Box annotations for photos:
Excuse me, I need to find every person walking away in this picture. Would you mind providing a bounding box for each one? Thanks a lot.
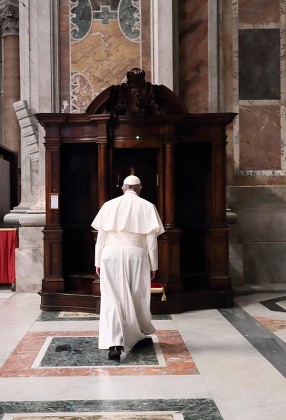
[91,175,164,360]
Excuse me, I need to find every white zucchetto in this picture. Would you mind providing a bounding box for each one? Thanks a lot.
[123,175,141,185]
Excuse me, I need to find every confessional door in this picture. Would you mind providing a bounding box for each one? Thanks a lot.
[111,148,160,207]
[60,144,98,293]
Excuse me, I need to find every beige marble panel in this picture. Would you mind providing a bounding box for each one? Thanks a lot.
[238,0,280,25]
[178,0,208,112]
[239,105,281,170]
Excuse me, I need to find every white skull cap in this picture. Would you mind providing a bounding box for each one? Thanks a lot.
[123,175,141,185]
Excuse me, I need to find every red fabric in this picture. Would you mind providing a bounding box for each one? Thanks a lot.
[0,229,18,284]
[151,280,163,289]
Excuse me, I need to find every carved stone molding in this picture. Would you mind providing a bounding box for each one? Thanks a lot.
[0,0,19,37]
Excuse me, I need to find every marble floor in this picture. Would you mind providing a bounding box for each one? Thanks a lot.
[0,286,286,420]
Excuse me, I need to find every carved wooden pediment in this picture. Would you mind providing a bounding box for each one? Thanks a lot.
[86,68,188,118]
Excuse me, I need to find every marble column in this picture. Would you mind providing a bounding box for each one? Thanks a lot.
[3,0,55,292]
[0,1,20,156]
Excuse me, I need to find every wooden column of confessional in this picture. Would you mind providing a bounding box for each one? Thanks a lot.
[36,68,235,314]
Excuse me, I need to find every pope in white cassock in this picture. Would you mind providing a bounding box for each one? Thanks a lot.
[91,175,164,360]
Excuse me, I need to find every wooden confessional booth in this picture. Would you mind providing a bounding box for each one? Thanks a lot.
[36,69,235,314]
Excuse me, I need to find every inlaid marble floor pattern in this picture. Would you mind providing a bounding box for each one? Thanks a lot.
[0,285,286,420]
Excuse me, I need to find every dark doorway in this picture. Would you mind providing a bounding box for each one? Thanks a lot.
[111,148,158,206]
[60,144,98,289]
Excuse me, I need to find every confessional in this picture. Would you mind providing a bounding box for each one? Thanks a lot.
[36,69,235,314]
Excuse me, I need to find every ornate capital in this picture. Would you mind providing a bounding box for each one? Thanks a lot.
[0,0,19,36]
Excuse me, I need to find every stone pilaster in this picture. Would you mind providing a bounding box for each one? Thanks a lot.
[0,1,21,156]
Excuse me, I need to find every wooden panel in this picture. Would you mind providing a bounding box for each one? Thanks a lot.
[61,144,98,284]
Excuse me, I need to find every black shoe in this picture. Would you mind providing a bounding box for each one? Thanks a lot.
[133,337,153,349]
[108,346,122,360]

» SHORT PROBLEM:
Rewrite the records with "in this picture" replaced by "in this photo" and everything else unchanged. Leave the pictures out of your answer.

» FULL RESPONSE:
Excuse me, I need to find every person walking away in this photo. Would you mind providing a bounding box for each one? Thanks a lot.
[91,175,164,360]
Excuse me, I need to find every white zucchetto in this photo. Would you mind providing a bounding box for each one? Thanks a lot.
[123,175,141,185]
Excuse me, I need to find every confessional door in this photo. Would you mind providing a bounding box for each one? Thanks a lot.
[111,148,160,207]
[60,144,98,293]
Excuse me, I need to find every beige marble panel in this photo. Would you mind providing a bounding box for each one? Thanks a lot.
[238,0,280,25]
[178,0,208,112]
[239,105,281,170]
Excuse me, I need to find every white skull cap in this photo. Would you mind providing a bounding box for each one? Thanks a lot.
[123,175,141,185]
Excuse me, I need to find every red fabric in this photo. Would you mind providing a bounding box for each one? Thanks a lot.
[0,229,18,284]
[151,280,163,289]
Excuse me, I need to find every carved stone molding in this photo. Would you mind providing a bounding box for each one? Thanks a lot.
[0,0,19,37]
Excuse me, I need to find every marble floor in this photo. Would you mind providing a bounding box for each one? Thanks a lot.
[0,286,286,420]
Excuse me, I need to find every carved wooden pediment in this photo. Would you mind providing a bounding box for each one? Thanks a lot.
[86,68,188,118]
Excuse me, I need to find every marble column in this photo. Would you mind providing a bounding box for each one? Thanks a lot.
[3,0,55,292]
[0,1,20,156]
Excuse me, I need to find every wooden column of confessional in this photo. Would you mind providing a bounding box for each one? Thanks a lot.
[36,68,235,314]
Excuse me, I need to find every pope in white cassock in this photo. Would you mind providing a bounding box for each one? Thanks a lot.
[91,175,164,360]
Excuse me, I need to find every wooden confessional booth in this photo. Would you mind providing a bounding box for each one? Thanks a lot.
[36,69,235,314]
Excuse me, I need to find every inlaid marble floor pattern in this photo. Would you mind providing a bounding box for each one? Thanks a lot.
[0,285,286,420]
Excuse me, I need to find every dark doorway in this photo. Would you mind providing a bounding box for each one? Thanks a lot.
[111,148,158,206]
[60,144,98,289]
Excuse me, I need to find every confessional in this photo. Would you mind providing a bounding box for each one? Thanks a lot.
[36,69,235,314]
Excuse me, I need to find every ornate capital in this photo. Would you mind providing a bounding box for each one? Thanks a lot.
[0,0,19,36]
Excuse me, I need to find every stone pilaster in this photo. Would you mind providing a bounding box for each one? Thanks a lot.
[0,1,21,156]
Excuse me, I need to find every wooden panel in this photo. Would you mind providing a bounding box for each one? Thanks a lot.
[61,144,98,284]
Excuse me, I need to find every black shoe in this photo. Would you mind providing a bounding box for each one? Thanks a lot.
[133,337,153,349]
[108,346,122,360]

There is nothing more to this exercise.